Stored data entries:

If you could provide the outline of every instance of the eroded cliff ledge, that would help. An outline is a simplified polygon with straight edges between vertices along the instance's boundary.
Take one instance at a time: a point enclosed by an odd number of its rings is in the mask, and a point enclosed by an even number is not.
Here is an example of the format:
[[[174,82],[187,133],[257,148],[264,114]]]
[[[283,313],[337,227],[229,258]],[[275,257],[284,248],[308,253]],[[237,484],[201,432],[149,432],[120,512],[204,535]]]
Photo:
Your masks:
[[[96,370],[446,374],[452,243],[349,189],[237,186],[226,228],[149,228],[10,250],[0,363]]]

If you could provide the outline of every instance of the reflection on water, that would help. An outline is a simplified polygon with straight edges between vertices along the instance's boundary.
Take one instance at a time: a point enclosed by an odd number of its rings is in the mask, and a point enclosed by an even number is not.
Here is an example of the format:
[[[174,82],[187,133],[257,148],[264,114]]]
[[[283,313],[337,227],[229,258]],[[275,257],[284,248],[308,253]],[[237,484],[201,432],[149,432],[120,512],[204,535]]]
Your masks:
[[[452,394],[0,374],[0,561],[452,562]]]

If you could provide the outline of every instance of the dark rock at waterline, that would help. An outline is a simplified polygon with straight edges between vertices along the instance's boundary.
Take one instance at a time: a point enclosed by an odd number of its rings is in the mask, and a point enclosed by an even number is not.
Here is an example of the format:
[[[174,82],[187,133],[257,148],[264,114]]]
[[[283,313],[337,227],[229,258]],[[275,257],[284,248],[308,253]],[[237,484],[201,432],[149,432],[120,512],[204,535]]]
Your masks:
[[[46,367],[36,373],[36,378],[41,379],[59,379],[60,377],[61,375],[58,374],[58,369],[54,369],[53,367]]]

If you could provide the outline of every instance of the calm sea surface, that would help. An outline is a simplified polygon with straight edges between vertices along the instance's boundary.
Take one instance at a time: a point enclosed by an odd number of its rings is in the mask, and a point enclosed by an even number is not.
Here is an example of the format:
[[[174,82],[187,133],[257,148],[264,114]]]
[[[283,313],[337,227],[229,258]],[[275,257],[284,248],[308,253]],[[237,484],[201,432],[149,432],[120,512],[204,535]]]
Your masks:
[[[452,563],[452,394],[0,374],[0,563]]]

--- WORK INSTRUCTION ---
Above are the entries; copy out every line among them that contains the word "boundary".

--- OUTPUT BELOW ---
If you could provide the outline of every instance of the eroded cliff ledge, that would help. An outline is a simplified polygon with straight edges between vertices along the instance's boundary.
If you could provide the outline of every instance of the reflection on water, that would help. An outline is a simplified polygon with straight edges between vertices along the instance's boundary.
If you could provide the outline of every instance of the dark rock at waterline, that would help. An outline is a simplified polygon with straight edges between vertices along the instance's boundary.
If you could provide the outline of every instance of the calm sea surface, that would help. An outline is a simplified polygon with straight edges between vertices along the instance's boundary.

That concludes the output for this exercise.